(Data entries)
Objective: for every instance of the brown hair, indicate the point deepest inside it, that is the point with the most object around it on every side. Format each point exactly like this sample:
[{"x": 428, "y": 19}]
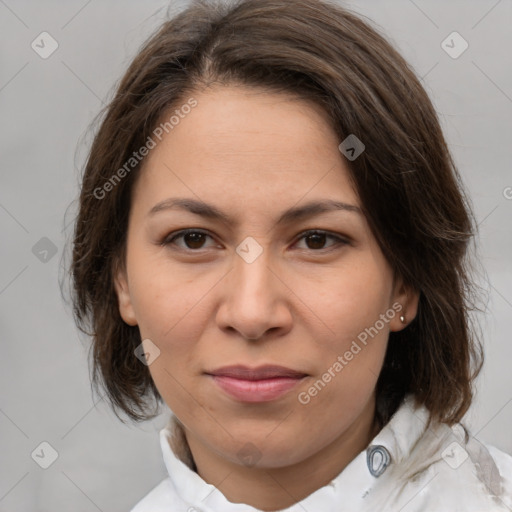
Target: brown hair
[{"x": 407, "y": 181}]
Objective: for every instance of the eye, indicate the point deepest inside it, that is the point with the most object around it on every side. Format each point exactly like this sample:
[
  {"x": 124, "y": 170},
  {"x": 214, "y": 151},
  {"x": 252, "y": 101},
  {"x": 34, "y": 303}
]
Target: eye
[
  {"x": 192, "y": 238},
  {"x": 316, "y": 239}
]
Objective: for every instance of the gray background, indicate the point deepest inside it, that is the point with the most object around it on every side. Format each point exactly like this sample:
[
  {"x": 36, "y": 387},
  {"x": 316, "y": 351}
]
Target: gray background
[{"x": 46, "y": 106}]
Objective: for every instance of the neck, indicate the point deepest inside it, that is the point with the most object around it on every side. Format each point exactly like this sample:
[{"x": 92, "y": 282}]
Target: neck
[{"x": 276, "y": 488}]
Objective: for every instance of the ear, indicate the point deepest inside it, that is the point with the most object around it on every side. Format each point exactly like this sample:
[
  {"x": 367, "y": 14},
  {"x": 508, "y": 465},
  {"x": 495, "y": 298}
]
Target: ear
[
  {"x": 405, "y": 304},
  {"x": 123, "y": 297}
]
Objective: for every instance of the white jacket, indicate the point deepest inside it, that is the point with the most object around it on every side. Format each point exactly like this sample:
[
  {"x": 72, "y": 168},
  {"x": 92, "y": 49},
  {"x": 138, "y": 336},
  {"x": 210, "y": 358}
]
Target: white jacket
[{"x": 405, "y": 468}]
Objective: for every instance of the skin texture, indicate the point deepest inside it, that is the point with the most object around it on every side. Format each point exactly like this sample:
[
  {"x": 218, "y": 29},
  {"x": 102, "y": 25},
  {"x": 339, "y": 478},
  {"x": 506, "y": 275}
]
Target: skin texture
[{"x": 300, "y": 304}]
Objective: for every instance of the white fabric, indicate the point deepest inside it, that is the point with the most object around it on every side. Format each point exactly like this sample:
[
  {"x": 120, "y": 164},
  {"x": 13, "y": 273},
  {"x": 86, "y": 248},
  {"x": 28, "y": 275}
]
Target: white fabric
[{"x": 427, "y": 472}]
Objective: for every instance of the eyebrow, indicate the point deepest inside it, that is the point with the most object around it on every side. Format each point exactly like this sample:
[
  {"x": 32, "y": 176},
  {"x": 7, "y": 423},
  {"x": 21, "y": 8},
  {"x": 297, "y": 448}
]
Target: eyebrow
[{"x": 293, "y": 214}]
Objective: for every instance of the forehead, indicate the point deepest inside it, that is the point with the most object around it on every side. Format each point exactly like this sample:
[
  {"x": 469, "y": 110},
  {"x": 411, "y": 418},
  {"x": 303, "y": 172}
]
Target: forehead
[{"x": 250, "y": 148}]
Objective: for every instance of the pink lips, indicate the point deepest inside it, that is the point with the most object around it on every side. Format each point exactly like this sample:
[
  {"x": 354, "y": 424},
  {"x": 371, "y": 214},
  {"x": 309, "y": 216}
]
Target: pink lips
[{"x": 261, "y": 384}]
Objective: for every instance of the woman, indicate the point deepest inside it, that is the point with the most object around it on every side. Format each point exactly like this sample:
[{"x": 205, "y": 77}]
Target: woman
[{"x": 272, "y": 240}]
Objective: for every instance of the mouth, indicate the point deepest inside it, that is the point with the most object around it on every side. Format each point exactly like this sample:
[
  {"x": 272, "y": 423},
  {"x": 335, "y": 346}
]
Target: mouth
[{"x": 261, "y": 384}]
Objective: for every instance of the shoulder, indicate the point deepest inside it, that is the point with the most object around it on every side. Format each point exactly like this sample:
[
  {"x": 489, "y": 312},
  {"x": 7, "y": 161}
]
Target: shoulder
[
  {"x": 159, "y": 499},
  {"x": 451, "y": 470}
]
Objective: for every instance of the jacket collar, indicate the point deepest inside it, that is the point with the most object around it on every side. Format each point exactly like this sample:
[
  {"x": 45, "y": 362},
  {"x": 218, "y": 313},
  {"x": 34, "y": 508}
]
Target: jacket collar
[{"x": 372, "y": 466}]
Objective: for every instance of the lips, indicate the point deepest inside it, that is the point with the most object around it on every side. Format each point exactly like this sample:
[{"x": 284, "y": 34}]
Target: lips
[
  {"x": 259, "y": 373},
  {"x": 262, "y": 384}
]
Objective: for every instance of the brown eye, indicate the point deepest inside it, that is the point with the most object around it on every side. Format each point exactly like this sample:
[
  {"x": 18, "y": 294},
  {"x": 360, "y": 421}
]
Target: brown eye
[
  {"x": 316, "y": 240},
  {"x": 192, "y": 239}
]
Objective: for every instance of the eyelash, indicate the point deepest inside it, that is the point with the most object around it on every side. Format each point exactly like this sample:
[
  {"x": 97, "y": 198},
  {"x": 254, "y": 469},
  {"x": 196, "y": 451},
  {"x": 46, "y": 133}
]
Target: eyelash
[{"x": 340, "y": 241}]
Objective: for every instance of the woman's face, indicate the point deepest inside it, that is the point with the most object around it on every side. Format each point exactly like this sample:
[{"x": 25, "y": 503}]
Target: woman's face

* * *

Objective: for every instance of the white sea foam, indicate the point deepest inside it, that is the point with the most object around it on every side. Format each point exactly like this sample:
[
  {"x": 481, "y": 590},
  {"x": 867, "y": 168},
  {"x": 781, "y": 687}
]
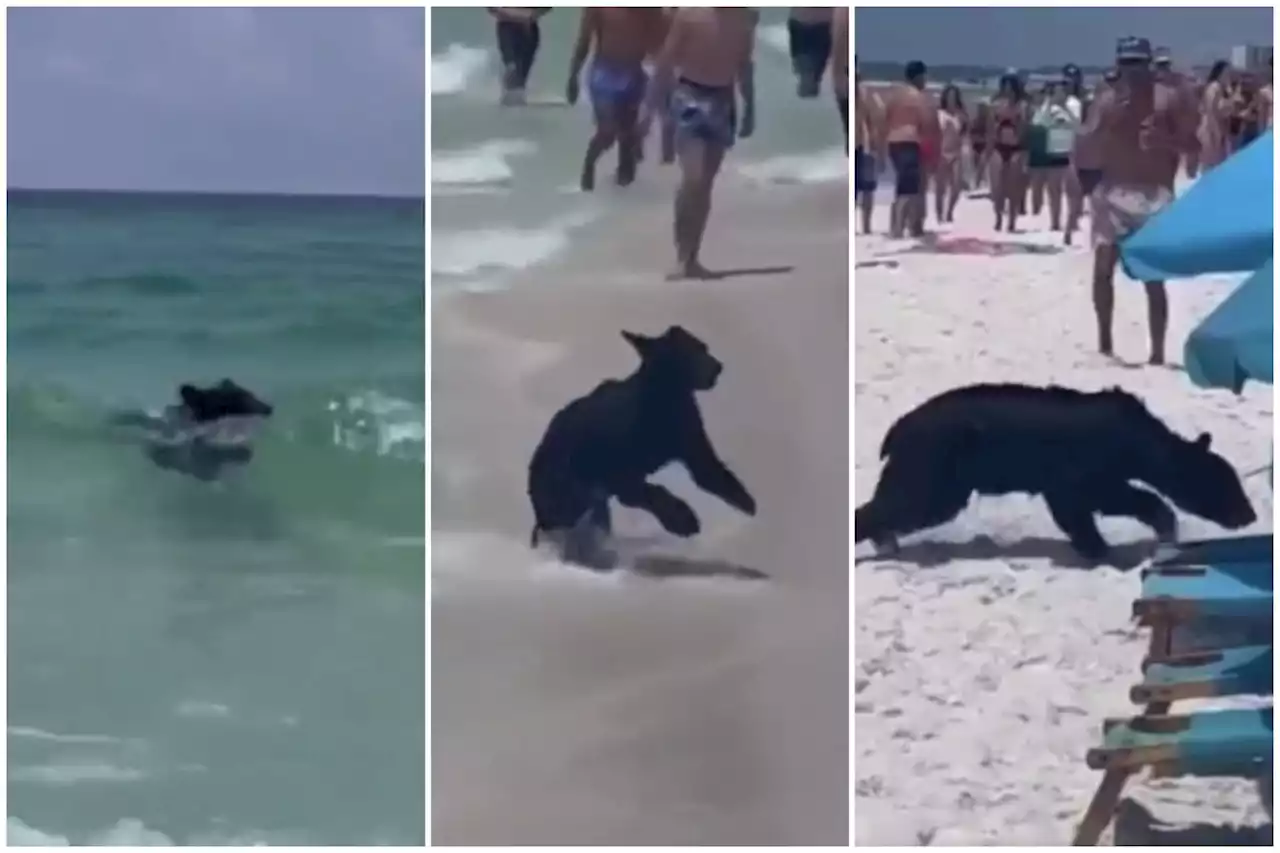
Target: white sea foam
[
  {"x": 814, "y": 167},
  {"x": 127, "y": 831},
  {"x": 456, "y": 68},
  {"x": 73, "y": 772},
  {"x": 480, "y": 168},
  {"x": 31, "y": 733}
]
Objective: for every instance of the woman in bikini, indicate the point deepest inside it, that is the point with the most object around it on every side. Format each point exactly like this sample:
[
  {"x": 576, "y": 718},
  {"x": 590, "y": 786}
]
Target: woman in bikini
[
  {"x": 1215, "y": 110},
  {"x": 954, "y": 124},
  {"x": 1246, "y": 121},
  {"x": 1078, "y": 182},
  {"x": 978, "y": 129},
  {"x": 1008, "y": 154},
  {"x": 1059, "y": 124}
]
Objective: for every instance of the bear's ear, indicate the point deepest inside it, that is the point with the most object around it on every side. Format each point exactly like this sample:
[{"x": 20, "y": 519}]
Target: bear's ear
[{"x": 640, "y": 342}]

---

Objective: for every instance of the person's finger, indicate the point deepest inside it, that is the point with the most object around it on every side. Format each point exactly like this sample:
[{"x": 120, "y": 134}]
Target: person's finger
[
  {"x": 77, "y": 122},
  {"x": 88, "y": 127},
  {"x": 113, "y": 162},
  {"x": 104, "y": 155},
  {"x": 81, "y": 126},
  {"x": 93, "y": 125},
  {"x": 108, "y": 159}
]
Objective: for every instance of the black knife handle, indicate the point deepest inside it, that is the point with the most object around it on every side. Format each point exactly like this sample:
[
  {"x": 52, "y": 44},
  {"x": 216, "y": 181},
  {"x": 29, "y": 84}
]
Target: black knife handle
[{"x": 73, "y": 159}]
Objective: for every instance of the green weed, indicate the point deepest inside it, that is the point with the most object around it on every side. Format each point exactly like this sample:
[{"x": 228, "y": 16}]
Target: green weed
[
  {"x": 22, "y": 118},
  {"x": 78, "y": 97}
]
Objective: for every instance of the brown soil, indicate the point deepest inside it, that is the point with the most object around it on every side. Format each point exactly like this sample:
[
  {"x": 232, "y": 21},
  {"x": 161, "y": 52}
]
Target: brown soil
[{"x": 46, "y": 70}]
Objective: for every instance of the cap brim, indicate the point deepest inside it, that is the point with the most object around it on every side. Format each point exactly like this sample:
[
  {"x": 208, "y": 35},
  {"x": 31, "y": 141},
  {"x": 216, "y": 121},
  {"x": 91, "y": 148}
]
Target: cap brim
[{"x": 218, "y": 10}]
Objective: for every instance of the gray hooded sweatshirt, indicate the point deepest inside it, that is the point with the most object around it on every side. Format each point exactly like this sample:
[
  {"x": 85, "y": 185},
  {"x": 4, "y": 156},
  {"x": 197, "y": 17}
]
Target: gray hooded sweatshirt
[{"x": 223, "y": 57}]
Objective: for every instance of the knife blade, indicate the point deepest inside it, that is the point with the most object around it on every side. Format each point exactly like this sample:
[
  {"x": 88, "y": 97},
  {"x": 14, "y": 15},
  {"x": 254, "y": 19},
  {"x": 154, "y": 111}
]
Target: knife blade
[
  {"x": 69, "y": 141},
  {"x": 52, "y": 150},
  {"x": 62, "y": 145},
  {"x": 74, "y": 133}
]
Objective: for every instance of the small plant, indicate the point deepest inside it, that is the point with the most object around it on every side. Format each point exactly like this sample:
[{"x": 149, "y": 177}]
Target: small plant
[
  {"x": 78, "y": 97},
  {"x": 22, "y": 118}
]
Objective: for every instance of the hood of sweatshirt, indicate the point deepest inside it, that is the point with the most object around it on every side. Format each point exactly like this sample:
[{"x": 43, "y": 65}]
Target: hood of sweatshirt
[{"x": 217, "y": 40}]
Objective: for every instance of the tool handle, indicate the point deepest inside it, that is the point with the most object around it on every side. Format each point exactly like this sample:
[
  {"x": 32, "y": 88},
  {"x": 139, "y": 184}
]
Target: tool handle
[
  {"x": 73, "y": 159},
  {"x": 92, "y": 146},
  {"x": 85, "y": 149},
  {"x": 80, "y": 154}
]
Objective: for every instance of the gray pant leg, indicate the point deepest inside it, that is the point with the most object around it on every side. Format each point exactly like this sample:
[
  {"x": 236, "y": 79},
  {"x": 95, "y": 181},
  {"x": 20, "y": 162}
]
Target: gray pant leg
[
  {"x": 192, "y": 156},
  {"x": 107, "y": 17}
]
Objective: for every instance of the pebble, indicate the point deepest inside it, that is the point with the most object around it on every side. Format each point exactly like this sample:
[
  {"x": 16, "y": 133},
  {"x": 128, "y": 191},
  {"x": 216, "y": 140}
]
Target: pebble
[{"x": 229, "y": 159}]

Exercise instructions: All lines of the data that hold "face" need to be copied.

Answer box:
Objective: for every instance of the woman's face, indicate the point deepest inside it, that is the point with the most object around it on every side. Format each point exactly like this sample:
Target: woman's face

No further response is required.